• [Instructions]:
a) Can you quote the passage on excuses, everything from "Water or Starbucks?" down to "with my kids?"?
b) Does the passage on excuses support each statement below? Answer yes or no for each, and quote the words of the passage that decide it. (i) "I don't want to" is said to be why the writer's house is always a mess. (ii) We make time mainly for the things other people require of us. (iii) The verse from Deuteronomy 6 says to write the words on the doorposts of the house.

START Selected passage

Water or Starbucks? Starbucks. Cook or go out? Go out. ALWAYS go out! Read or watch TV? Watch TV. Facebook or exercise? Facebook. Cheesecake or fruit? Duh. Church or sleep in? Read my Bible or anything else? Spend time learning about God so I can share Him with my kids?

We avoid the things we don’t want to do. We justify our choices with arguments – “I don’t have time.” “I don’t feel comfortable.” “The kids have too much homework.” What we’re really saying, though, is “I don’t want to.” We make time for the things we want to do and are important to us. Everthing else gets pushed to the back burner.

“I don’t want to.” These words plague my life, and they plague yours too. “I don’t want to” puts me in danger of Type 2 Diabetes and heart disease. “I don’t want to” means my house is always a mess. “I don’t want to” means we eat out too much. “I don’t want to” keeps your kids from learning to serve in the church. “I don’t want to” keeps Christians from studying the Word they should study, and “I don’t want to” means generations of kids are being raised more confident in the periodic table than they are the Ten Commandments.

I’ve seen countless families neglect the time God has given them, and the words God spoke to the Israelites in Deuteronomy 6 – “And these words that I command you today shall be on your heart. You shall teach them diligently to your children, and shall talk of them when you sit in your house, and when you walk by the way, and when you lie down, and when you rise. You shall bind them as a sign on your hand, and they shall be as frontlets between your eyes. You shall write them on the doorposts of your house and on your gates.” These words mean that God and His Word (the Bible) should be so much a part of our lives that we can’t help but talk about Him… all the time!

END Selected passage
START Records shown

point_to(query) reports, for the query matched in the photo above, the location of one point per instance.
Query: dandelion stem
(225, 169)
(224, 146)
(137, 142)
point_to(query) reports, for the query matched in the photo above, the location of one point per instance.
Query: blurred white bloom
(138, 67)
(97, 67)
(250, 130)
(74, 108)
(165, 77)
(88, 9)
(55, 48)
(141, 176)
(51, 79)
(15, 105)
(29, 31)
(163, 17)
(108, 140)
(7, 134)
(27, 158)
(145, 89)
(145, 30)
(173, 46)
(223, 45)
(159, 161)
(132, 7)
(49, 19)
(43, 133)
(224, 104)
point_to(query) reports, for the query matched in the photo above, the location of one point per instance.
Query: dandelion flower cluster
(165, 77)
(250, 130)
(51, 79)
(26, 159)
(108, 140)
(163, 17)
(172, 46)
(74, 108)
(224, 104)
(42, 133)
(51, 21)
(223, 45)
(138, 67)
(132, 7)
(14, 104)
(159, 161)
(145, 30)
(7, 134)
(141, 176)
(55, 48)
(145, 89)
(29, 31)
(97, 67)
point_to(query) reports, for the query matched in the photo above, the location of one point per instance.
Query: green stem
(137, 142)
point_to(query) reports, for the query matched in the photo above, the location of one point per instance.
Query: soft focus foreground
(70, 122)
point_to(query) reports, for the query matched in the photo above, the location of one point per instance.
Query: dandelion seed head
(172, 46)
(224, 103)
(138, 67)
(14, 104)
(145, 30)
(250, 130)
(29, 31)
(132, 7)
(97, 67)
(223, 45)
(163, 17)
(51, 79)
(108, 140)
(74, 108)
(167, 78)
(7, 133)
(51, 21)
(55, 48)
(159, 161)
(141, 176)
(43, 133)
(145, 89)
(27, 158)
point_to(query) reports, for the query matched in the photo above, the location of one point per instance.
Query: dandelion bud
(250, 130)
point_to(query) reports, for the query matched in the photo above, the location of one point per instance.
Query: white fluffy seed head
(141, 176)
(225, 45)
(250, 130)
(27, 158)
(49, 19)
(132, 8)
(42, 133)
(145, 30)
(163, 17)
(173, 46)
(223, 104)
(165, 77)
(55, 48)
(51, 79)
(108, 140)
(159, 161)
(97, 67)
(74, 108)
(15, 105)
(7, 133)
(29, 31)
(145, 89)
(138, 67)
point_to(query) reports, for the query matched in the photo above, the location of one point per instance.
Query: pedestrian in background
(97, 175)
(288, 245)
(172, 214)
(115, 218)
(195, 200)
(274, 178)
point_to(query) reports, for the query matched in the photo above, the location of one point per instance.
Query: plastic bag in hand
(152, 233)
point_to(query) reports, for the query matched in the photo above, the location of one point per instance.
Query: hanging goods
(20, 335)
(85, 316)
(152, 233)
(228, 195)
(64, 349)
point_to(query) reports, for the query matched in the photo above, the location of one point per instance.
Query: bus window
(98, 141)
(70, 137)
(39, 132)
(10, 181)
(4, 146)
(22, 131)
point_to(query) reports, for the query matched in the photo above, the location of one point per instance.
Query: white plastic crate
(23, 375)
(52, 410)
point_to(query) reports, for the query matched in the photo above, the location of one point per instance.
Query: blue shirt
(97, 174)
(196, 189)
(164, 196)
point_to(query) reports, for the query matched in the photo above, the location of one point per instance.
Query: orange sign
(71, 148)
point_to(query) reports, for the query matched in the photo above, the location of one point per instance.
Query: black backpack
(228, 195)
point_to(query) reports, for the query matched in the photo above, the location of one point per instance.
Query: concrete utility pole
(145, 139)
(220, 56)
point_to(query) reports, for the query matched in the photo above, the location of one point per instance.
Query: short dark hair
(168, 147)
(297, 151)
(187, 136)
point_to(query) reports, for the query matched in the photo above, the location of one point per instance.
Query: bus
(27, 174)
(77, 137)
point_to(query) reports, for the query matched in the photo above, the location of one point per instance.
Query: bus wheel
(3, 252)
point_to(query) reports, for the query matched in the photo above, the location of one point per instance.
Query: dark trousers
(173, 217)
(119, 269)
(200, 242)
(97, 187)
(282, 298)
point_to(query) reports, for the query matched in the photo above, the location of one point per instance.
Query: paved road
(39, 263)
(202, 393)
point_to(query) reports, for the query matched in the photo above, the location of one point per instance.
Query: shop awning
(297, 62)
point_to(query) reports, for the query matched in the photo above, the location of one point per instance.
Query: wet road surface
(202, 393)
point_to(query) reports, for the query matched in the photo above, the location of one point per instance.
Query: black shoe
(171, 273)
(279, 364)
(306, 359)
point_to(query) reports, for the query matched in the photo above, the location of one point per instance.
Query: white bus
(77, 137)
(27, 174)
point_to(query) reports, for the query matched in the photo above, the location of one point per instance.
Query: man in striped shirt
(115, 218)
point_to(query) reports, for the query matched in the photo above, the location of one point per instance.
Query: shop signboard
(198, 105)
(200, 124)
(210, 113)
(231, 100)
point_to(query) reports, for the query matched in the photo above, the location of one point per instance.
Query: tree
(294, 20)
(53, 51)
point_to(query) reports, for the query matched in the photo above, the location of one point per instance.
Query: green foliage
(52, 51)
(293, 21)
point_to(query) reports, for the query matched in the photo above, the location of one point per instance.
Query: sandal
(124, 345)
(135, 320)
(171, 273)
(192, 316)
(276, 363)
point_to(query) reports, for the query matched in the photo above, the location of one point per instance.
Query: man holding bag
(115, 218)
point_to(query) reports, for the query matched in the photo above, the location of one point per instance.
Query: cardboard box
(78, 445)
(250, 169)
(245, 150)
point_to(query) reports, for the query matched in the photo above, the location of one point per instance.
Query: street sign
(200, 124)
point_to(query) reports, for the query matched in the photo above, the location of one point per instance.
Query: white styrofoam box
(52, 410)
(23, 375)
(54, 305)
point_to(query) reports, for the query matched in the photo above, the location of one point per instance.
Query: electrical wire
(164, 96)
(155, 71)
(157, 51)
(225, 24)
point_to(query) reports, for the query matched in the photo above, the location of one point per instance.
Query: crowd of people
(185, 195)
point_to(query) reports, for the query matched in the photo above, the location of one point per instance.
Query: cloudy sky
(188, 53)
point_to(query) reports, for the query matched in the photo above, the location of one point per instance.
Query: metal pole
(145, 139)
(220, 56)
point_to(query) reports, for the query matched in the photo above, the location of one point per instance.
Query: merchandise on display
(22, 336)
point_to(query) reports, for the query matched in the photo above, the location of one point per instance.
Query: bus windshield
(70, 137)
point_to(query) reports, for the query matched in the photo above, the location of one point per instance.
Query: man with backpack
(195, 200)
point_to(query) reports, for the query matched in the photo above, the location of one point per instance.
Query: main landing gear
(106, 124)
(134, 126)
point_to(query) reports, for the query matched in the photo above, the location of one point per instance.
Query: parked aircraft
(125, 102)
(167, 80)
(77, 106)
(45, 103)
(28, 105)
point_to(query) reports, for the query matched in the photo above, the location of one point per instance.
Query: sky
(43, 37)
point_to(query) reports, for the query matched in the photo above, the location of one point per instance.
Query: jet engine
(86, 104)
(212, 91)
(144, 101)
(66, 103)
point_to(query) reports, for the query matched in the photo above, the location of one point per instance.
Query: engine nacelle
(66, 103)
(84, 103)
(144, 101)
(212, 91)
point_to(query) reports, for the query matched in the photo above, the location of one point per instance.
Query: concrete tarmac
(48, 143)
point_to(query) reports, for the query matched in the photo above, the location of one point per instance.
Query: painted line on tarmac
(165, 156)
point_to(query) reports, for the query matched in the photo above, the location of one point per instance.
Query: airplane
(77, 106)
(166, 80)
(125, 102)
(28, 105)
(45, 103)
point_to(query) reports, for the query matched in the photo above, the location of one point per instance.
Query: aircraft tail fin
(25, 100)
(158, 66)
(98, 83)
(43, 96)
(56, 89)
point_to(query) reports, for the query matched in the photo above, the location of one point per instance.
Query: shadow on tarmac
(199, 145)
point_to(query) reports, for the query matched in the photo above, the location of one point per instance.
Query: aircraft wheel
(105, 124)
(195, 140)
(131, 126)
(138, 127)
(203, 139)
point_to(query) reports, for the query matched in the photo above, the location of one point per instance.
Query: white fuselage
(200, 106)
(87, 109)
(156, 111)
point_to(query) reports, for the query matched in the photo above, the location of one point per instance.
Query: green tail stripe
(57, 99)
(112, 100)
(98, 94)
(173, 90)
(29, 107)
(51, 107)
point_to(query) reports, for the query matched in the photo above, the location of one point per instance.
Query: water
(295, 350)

END Records shown

• [Outputs for the tasks]:
a)
Water or Starbucks? Starbucks. Cook or go out? Go out. ALWAYS go out! Read or watch TV? Watch TV. Facebook or exercise? Facebook. Cheesecake or fruit? Duh. Church or sleep in? Read my Bible or anything else? Spend time learning about God so I can share Him with my kids?

b)
(i) Yes: "“I don’t want to” means my house is always a mess."
(ii) No: "We make time for the things we want to do and are important to us."
(iii) Yes: "You shall write them on the doorposts of your house and on your gates."